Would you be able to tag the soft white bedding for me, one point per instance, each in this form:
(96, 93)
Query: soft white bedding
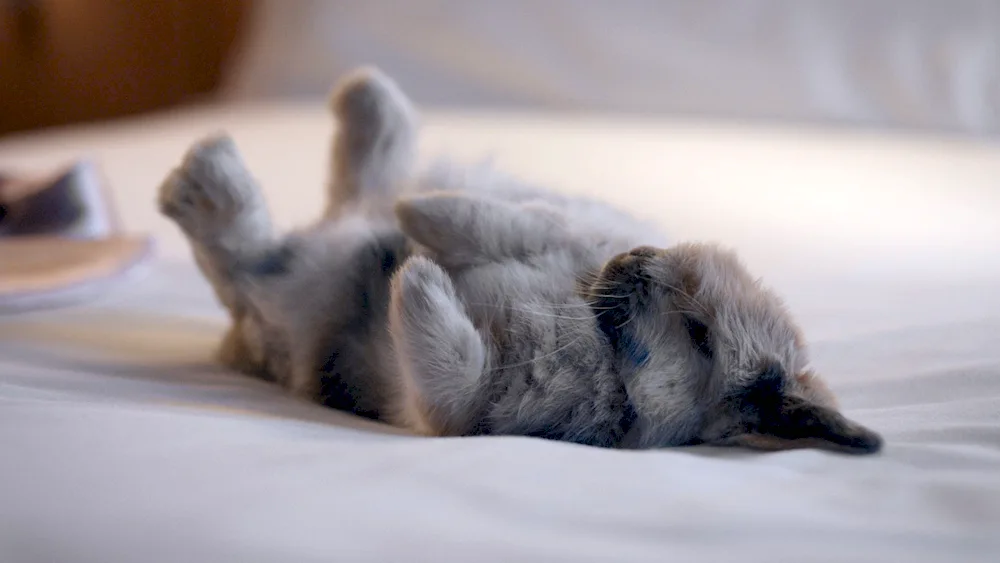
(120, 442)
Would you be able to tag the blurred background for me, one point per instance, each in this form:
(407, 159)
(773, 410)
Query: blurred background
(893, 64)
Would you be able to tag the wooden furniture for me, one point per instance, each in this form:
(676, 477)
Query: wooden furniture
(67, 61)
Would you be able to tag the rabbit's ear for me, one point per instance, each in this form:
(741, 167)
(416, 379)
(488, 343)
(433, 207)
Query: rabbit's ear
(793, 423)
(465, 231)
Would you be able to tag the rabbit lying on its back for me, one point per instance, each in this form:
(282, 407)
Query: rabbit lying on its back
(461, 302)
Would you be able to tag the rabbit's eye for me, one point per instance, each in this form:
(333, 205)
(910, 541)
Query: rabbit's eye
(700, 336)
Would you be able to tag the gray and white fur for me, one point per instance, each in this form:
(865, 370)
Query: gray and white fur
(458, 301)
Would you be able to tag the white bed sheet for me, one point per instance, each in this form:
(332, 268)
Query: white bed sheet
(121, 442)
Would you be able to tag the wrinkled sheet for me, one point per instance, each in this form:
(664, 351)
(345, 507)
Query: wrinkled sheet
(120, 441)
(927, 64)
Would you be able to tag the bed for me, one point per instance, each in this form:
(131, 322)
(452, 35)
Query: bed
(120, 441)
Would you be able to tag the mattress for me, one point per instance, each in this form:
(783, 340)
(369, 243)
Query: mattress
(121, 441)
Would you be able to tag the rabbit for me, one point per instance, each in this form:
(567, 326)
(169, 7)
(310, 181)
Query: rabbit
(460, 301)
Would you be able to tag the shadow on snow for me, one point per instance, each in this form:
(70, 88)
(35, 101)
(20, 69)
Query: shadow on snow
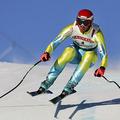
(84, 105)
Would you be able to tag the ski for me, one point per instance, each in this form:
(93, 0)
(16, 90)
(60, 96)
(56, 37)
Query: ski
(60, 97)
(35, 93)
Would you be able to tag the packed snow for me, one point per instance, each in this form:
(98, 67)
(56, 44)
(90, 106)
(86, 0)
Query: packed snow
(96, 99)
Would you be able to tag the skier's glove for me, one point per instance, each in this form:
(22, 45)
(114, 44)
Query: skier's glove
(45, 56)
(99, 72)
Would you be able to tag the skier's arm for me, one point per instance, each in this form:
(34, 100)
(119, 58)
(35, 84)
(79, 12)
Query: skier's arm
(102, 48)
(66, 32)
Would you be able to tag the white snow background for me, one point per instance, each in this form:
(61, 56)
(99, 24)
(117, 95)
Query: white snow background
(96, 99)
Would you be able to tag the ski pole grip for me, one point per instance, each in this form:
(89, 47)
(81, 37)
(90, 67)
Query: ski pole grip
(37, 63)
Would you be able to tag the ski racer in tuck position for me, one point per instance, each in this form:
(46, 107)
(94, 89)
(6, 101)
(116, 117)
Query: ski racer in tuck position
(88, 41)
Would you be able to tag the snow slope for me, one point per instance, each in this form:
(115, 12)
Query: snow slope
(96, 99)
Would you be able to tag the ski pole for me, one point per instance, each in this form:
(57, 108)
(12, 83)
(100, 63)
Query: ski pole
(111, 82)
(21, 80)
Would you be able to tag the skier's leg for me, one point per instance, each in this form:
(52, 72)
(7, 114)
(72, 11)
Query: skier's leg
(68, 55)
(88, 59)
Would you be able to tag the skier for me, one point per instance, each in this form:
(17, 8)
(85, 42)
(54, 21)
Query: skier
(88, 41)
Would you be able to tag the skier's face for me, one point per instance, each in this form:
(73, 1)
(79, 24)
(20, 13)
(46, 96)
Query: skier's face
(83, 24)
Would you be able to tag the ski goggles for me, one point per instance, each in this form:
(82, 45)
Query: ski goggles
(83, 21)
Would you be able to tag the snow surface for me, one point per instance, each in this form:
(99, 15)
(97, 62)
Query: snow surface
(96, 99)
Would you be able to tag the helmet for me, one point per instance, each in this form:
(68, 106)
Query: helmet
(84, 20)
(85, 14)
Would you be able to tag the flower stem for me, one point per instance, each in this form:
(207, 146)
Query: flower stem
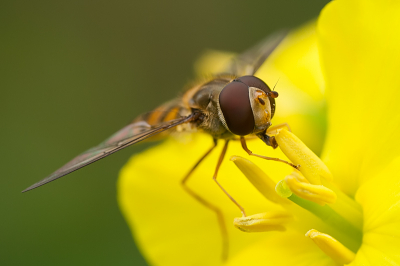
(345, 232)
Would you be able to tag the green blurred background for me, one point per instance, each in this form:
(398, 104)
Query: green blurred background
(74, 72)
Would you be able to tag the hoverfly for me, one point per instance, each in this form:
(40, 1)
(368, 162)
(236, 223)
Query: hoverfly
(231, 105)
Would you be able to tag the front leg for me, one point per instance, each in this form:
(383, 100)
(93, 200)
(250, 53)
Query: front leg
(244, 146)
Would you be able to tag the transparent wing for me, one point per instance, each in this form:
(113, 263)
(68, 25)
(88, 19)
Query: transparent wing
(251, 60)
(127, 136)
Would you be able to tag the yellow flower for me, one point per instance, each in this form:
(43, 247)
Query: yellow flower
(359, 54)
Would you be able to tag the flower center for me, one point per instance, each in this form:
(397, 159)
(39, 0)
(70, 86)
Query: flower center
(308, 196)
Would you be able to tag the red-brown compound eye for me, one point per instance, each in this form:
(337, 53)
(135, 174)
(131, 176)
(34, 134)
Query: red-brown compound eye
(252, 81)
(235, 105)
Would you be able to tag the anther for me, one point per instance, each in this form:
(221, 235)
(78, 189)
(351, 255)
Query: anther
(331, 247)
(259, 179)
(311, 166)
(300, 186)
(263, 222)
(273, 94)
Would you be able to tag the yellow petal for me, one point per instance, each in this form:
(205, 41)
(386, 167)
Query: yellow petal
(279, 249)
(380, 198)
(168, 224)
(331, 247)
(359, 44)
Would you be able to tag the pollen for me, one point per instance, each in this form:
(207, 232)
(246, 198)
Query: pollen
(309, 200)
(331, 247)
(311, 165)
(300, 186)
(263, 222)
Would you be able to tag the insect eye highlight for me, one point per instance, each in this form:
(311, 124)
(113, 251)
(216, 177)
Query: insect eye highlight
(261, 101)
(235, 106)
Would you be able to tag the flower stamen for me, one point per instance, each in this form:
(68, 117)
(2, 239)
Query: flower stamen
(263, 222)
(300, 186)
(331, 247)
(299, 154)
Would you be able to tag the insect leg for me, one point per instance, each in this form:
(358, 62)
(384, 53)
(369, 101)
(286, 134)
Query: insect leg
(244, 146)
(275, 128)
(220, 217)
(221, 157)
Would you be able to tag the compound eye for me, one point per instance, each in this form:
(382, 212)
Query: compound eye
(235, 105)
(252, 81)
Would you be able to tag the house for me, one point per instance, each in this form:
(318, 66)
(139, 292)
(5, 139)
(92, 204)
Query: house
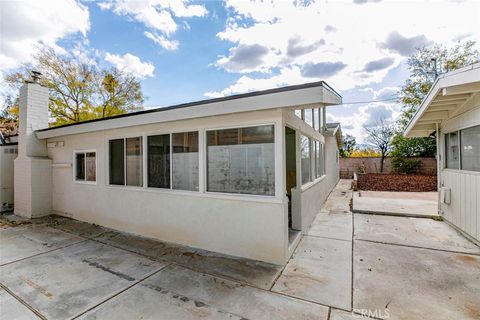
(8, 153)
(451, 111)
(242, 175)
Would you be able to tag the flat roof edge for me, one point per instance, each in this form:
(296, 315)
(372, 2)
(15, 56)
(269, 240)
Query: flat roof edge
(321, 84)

...

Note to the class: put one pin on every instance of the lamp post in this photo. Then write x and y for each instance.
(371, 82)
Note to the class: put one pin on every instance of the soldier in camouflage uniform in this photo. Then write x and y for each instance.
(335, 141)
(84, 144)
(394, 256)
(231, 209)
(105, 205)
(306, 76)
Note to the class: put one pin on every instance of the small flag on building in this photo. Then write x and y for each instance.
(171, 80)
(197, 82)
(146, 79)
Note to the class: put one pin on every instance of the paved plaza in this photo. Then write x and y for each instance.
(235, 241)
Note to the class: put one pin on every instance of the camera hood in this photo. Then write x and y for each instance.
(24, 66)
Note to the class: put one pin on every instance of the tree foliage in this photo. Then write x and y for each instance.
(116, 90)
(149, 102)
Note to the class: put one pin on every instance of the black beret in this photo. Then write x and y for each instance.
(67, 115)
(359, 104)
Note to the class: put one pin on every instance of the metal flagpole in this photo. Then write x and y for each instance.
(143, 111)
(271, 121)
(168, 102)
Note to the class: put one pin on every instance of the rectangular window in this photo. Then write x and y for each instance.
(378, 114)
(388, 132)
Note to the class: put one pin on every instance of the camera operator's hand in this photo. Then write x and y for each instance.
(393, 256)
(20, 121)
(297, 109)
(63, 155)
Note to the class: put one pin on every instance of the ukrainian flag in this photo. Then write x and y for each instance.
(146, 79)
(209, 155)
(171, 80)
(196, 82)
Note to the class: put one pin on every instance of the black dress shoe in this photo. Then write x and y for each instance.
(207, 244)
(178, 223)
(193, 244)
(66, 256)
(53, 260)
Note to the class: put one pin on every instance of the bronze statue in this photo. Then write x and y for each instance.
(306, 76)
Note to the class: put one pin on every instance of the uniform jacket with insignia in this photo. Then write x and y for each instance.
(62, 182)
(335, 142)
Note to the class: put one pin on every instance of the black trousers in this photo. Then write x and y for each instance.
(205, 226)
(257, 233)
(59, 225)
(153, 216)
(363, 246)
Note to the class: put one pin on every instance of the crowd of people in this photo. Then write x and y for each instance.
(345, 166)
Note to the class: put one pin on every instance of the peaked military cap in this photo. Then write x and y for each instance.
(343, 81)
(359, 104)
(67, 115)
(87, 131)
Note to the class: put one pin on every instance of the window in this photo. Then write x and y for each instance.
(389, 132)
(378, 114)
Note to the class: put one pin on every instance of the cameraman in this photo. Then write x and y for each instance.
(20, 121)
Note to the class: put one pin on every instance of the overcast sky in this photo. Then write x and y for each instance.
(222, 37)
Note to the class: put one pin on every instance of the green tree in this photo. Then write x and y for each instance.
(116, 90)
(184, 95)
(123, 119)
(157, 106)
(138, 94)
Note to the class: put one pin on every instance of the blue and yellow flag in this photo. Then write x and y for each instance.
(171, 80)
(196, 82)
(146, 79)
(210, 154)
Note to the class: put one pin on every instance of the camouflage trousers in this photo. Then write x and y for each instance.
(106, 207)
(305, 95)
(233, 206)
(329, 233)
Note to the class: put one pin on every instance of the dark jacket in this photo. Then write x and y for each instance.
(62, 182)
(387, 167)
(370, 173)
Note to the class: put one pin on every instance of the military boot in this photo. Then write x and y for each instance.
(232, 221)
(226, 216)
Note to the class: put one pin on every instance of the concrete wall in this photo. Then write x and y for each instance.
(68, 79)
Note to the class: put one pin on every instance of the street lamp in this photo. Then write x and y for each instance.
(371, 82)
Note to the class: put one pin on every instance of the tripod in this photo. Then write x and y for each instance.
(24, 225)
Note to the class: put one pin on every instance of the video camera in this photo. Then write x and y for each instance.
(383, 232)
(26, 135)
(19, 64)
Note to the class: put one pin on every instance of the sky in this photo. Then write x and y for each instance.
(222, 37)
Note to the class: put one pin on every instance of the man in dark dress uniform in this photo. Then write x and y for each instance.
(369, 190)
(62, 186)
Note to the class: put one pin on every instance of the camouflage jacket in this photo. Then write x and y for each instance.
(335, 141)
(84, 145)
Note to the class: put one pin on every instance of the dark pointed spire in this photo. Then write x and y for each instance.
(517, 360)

---

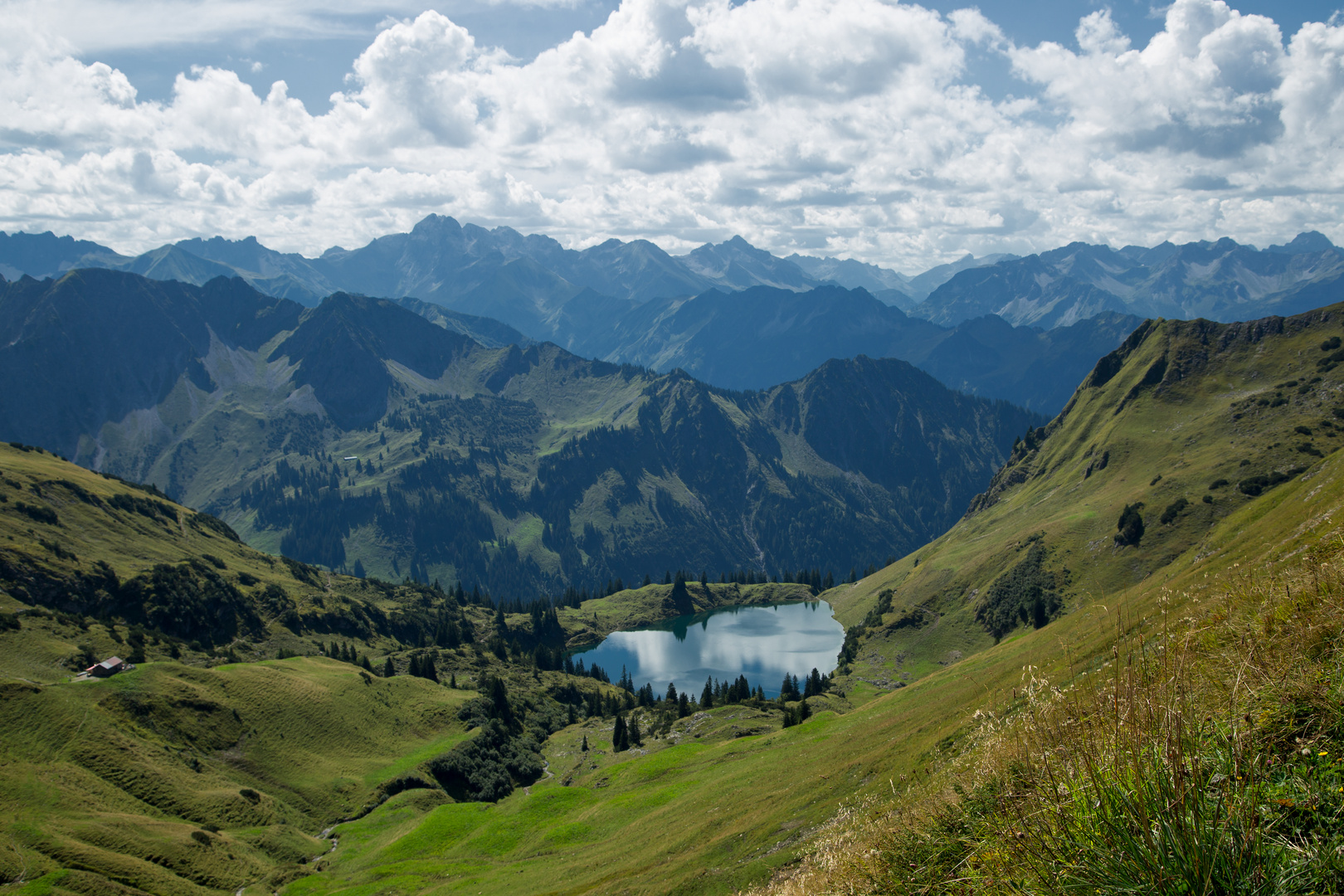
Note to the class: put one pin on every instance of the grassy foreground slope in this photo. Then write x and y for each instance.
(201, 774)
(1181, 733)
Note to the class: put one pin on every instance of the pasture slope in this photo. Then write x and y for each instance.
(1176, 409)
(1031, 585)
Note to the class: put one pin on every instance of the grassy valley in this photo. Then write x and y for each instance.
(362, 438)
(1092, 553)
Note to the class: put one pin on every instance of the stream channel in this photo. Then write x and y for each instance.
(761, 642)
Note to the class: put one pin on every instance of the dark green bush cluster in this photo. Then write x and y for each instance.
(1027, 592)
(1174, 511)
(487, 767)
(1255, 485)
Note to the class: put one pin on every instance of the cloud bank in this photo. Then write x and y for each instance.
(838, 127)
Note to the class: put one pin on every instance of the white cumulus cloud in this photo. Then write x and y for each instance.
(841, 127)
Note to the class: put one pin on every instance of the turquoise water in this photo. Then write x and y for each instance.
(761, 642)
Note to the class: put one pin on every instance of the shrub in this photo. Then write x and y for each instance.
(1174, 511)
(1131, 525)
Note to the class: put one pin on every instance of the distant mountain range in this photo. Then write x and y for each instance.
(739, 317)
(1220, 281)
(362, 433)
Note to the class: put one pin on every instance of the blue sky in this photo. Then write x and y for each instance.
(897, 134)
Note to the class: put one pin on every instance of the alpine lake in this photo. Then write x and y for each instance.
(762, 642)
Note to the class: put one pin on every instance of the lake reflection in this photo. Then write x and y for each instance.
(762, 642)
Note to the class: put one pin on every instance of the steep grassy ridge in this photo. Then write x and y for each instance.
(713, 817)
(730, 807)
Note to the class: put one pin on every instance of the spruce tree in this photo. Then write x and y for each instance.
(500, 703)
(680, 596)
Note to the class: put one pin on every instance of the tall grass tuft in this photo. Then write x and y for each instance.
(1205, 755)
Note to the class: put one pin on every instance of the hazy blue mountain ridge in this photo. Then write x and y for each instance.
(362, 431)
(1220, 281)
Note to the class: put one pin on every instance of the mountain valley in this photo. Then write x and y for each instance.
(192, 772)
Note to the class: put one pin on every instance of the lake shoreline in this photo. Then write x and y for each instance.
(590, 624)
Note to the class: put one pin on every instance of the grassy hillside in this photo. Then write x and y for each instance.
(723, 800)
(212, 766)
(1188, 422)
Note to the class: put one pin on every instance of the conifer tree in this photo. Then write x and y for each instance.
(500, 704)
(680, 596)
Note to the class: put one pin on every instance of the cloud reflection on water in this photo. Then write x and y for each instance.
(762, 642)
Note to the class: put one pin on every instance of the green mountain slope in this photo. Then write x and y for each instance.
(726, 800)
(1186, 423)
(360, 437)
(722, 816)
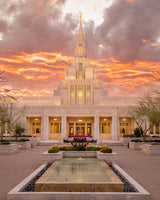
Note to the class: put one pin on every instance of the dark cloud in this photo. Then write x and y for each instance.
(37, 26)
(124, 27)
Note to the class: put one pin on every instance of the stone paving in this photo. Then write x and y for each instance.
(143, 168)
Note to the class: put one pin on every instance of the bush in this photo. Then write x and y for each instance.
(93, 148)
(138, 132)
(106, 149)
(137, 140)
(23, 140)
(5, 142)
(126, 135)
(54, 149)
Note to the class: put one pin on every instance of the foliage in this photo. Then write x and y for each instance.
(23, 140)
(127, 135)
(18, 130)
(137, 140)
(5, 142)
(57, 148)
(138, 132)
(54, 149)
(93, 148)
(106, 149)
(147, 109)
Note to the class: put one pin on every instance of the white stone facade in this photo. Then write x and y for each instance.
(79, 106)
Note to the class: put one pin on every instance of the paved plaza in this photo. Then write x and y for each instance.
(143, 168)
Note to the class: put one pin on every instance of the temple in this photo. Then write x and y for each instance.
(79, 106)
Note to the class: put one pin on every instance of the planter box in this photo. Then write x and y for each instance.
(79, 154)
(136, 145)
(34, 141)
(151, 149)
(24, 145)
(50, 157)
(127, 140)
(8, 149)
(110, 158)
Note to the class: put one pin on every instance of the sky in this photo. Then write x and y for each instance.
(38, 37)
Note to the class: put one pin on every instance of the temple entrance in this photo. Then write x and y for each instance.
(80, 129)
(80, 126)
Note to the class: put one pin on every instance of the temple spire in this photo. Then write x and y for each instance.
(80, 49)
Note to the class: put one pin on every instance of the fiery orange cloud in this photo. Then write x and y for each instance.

◆ **TASK TO CARRY OUT**
Which lines in the rows above contain the string "flower"? Copy each of them in full, and count only matches with the same capitalization.

◆ **RESULT OF THIS TASK**
Would you be able to tag the flower stem for me, one point per instance, each in this form:
Query: flower stem
Would you be able to tag the yellow flower for me, one point per instance, each in this form:
Query: yellow flower
Would you be able to tag the flower center for me, one point per instance, each in this form:
Query: flower center
Would you be able to tag the flower stamen for me, one point per instance, each in this form:
Query: flower stamen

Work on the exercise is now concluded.